## Written instruction:
Rewrite the rows below, swapping "recessed ceiling light" for "downlight" and leaving every other word unchanged.

## Dataset content:
************
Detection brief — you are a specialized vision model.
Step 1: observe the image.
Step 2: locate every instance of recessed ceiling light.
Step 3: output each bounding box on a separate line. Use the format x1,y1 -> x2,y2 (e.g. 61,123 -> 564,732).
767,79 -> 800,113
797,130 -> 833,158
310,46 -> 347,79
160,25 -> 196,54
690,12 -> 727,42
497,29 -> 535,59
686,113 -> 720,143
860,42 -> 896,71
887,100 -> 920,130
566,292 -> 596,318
************
## Solution below:
Detection brief — you are a specialized vision model.
Step 1: observe the image.
Step 2: locate every instance of downlight.
Step 3: output each bounding box on a separate line. Use the format x1,y1 -> x2,y2 (e.g. 61,123 -> 564,732).
767,79 -> 800,113
797,130 -> 833,158
310,46 -> 347,79
160,25 -> 196,54
690,12 -> 727,42
497,29 -> 535,59
686,113 -> 720,143
860,42 -> 896,71
887,100 -> 920,130
566,292 -> 596,318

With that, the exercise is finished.